Task
In the records below, the line containing "positive clicks: (42, 240) (41, 244)" is the first to keep. Retype it and all later lines exactly, through the end.

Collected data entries

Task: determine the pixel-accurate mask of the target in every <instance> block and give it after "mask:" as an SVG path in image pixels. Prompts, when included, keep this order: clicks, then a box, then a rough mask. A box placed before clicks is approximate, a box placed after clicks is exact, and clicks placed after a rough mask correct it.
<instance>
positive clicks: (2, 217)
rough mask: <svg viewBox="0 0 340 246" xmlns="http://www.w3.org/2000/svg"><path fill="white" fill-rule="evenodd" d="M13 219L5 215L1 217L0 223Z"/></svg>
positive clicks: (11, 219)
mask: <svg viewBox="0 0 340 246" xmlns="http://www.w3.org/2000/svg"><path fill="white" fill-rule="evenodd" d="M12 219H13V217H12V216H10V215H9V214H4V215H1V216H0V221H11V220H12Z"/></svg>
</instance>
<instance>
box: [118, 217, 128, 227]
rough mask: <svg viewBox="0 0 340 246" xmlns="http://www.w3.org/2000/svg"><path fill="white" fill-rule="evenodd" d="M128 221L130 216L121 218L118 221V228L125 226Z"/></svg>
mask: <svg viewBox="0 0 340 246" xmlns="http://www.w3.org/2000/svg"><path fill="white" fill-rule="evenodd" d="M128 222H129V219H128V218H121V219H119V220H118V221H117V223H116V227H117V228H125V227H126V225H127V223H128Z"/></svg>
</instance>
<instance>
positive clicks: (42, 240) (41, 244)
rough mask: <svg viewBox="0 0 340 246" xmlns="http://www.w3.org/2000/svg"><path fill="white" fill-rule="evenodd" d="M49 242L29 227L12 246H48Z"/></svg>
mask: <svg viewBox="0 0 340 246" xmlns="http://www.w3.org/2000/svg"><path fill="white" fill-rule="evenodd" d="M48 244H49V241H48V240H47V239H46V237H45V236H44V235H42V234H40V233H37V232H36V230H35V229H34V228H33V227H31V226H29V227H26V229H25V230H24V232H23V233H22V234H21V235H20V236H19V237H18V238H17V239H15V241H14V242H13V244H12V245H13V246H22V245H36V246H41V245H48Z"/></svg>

Exercise result
positive clicks: (42, 240) (41, 244)
rough mask: <svg viewBox="0 0 340 246" xmlns="http://www.w3.org/2000/svg"><path fill="white" fill-rule="evenodd" d="M49 242L29 227L12 246H48Z"/></svg>
mask: <svg viewBox="0 0 340 246" xmlns="http://www.w3.org/2000/svg"><path fill="white" fill-rule="evenodd" d="M48 244H49V241H48V240H47V239H46V237H45V236H44V235H42V234H40V233H37V232H36V230H35V229H34V228H33V227H31V226H29V227H26V229H25V230H24V232H23V233H22V234H21V235H20V236H19V237H18V238H17V239H15V241H14V242H13V244H12V245H13V246H22V245H36V246H41V245H48Z"/></svg>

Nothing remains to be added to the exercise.